* _Work request_
Scan the entries below for the word "cheek". Copy each line that has it.

[Supplied data — start]

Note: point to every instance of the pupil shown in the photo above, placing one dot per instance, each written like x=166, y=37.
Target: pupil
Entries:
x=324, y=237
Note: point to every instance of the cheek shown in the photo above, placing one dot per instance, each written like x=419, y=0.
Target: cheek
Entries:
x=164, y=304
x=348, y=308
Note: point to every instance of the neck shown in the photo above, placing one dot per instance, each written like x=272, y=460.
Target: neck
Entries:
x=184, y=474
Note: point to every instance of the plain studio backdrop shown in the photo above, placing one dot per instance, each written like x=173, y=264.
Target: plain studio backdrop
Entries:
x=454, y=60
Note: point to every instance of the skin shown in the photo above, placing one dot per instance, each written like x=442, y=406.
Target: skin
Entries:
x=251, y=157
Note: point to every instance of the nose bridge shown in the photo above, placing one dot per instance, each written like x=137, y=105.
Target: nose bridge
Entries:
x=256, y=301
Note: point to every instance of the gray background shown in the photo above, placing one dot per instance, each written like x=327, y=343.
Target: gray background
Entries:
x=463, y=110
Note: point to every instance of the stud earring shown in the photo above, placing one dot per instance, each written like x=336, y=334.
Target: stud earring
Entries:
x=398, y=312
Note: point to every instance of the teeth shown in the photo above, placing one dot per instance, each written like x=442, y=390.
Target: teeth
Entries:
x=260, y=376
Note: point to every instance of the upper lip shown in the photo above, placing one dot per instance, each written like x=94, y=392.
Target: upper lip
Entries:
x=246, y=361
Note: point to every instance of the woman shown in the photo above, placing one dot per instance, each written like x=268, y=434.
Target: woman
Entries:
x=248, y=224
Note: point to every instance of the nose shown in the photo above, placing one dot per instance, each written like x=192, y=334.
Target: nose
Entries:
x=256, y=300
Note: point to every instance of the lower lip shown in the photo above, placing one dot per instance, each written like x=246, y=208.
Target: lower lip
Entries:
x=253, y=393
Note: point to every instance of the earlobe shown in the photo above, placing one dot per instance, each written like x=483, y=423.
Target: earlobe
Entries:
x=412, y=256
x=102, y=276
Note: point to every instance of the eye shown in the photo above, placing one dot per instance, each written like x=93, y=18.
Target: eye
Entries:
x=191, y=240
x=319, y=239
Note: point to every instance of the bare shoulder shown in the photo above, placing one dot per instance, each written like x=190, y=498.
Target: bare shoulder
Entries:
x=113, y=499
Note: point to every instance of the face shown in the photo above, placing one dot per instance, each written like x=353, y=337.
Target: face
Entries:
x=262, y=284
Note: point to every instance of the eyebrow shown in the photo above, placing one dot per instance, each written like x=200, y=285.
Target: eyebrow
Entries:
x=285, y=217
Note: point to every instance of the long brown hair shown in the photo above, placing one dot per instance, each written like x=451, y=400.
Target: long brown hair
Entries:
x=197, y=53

[Supplied data — finish]
[Supplied data — start]

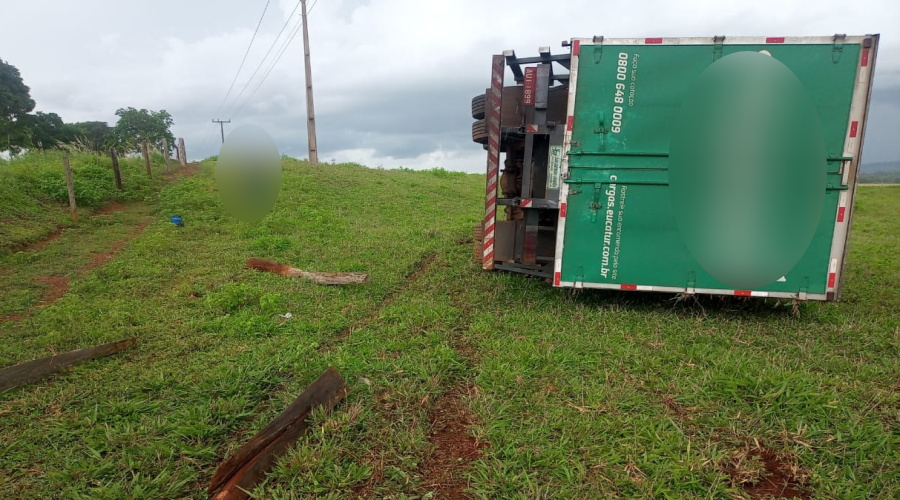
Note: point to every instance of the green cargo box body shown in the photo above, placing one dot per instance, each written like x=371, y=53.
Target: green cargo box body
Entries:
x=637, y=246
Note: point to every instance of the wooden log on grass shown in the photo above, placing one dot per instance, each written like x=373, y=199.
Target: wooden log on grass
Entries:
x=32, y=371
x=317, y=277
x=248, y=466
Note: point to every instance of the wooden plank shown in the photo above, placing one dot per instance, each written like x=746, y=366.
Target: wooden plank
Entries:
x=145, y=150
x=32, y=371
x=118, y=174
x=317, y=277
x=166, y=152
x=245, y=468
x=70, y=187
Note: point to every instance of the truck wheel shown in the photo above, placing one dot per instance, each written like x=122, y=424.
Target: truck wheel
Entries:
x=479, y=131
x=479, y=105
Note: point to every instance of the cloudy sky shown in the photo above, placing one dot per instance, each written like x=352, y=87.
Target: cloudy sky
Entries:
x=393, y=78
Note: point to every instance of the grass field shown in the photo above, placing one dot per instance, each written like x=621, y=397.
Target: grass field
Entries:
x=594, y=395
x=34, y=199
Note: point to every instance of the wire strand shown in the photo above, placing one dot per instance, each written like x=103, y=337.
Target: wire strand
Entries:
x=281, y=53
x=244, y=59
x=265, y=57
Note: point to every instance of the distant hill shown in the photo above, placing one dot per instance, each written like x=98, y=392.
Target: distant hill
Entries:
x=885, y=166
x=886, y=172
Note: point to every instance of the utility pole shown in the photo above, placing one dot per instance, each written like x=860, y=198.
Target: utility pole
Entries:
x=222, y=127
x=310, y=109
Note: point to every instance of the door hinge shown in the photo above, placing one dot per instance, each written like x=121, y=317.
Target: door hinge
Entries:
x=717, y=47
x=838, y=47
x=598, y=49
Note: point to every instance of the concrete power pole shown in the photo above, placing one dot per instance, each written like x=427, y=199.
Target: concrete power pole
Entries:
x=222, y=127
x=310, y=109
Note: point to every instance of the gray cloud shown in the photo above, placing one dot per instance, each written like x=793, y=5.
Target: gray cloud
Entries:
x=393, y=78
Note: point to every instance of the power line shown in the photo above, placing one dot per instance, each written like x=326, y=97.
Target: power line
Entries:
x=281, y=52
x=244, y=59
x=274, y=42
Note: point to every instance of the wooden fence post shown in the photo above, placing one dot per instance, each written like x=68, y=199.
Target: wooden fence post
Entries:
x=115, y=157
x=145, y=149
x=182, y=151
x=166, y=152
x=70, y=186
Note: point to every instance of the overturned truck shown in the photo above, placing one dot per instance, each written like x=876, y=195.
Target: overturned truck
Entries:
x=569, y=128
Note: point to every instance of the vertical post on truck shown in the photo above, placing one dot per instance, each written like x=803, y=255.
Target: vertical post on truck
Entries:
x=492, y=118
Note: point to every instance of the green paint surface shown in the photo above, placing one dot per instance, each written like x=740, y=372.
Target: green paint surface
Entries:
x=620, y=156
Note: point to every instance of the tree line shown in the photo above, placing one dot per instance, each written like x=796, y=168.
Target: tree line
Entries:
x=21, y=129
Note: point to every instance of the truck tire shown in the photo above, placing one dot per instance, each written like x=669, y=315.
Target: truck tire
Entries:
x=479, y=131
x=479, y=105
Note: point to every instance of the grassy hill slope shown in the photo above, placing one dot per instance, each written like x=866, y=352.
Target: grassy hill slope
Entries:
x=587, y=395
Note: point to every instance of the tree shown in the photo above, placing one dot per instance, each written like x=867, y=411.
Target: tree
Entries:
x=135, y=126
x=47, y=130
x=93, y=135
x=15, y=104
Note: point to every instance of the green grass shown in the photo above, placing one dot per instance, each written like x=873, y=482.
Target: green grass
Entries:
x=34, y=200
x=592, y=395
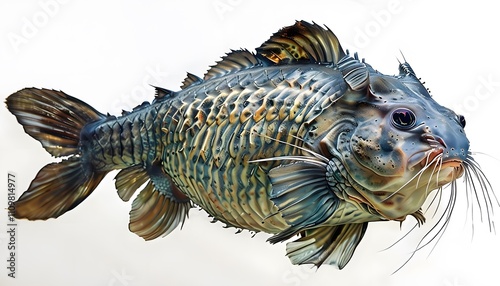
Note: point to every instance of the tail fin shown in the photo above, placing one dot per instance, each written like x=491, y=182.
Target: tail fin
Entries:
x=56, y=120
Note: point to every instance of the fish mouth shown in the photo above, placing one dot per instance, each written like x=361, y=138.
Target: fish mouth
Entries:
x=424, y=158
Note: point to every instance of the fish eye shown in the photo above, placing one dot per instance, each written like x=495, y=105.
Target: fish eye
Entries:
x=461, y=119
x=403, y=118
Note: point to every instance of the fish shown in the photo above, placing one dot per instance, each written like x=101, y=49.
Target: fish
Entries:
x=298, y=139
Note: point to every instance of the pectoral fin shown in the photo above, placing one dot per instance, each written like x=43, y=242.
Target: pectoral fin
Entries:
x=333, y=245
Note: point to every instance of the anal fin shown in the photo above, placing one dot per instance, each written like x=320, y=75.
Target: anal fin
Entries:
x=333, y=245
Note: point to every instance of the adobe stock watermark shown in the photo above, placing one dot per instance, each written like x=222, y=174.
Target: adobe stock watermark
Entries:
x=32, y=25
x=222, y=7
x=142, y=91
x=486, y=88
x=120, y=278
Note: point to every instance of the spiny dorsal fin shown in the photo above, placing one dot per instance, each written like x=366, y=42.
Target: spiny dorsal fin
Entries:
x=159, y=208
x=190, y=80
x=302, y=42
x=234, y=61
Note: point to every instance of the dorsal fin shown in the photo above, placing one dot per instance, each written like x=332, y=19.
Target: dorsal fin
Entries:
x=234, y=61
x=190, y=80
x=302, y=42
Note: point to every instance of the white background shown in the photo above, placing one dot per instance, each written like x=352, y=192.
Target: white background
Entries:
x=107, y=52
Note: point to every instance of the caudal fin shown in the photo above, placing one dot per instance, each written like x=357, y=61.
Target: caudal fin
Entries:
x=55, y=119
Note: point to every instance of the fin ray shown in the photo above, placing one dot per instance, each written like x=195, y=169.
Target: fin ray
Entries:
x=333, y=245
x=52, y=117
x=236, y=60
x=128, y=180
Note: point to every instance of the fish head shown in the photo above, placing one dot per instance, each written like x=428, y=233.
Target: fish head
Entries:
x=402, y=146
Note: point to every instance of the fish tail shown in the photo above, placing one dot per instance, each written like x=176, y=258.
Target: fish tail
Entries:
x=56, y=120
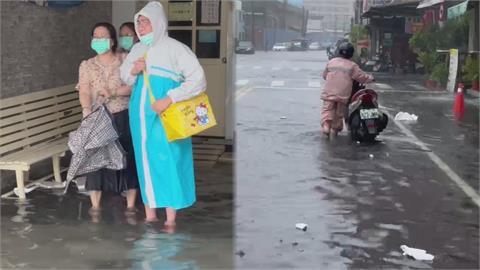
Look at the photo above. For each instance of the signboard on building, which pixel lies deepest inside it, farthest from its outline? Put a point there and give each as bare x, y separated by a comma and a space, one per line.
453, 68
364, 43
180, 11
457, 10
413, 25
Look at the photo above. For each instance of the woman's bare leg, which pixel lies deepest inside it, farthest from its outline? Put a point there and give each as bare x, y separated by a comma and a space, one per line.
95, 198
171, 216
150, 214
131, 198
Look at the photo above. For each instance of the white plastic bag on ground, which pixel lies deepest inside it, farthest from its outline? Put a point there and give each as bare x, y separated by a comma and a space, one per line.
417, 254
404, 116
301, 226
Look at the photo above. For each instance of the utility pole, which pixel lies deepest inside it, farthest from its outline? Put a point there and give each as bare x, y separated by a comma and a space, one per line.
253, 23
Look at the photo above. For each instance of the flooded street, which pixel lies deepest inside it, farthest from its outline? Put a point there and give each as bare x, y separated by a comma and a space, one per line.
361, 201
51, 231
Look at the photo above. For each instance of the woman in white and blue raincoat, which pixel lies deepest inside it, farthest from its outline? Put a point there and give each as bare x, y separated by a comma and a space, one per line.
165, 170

[Supplied data — finish]
[Supplied data — start]

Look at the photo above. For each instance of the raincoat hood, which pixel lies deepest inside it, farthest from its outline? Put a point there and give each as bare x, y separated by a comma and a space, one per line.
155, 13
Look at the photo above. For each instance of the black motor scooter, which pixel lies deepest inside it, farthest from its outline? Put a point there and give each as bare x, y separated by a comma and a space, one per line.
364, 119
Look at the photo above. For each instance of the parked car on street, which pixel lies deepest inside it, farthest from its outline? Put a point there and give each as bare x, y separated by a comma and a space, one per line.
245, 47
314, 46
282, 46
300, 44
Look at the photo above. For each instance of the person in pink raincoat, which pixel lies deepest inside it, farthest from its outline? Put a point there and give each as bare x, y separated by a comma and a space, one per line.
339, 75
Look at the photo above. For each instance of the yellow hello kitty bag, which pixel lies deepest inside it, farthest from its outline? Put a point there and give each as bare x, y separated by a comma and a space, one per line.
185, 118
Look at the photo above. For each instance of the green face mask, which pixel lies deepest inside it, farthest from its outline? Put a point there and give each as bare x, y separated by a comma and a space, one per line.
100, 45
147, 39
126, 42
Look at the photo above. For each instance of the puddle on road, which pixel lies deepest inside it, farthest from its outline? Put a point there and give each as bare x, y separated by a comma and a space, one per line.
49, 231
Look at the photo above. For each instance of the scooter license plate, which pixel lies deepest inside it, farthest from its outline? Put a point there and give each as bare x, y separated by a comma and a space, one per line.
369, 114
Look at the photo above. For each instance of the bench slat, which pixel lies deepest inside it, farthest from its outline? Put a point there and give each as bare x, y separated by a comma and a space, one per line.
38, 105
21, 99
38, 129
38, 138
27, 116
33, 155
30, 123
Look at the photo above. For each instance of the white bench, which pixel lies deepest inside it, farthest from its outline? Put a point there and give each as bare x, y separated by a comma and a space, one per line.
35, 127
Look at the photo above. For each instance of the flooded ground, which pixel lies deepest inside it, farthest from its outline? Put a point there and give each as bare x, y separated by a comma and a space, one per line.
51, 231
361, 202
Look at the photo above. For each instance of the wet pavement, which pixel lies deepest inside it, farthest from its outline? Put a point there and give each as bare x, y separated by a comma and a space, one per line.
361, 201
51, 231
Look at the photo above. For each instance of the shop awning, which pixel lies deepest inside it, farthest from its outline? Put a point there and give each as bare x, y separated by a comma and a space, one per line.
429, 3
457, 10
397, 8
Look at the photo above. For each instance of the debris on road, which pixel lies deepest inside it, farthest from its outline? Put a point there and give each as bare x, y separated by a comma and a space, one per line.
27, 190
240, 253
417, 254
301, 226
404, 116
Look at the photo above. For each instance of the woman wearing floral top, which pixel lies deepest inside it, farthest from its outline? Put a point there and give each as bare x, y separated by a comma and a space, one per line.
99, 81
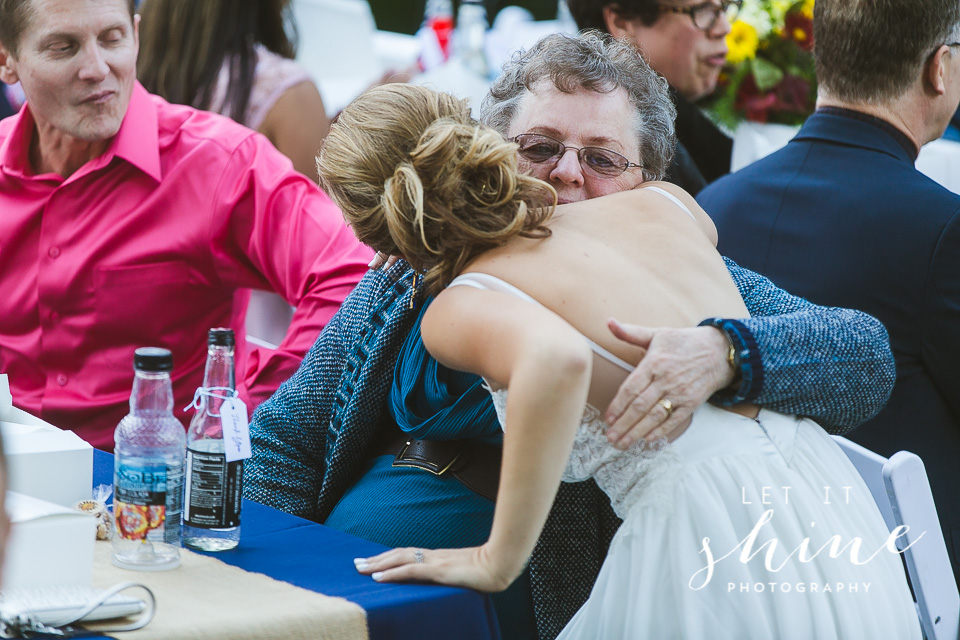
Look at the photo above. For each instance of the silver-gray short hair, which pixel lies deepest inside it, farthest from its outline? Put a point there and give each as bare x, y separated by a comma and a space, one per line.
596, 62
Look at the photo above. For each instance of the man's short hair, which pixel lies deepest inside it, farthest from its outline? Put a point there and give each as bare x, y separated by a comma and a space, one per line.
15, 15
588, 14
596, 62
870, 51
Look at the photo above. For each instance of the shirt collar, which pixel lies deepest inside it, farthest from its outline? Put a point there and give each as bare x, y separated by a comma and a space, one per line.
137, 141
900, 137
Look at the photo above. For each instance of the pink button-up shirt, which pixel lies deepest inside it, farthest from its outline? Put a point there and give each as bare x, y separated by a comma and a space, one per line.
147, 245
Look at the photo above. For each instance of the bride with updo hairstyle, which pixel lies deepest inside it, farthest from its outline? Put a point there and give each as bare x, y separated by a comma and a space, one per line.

[Supplied data — finish]

* _Result for this task_
Note: point to every instance of the cheek shown in the photo above, placing one dot per instance, each written like x=419, y=0.
Target: cheek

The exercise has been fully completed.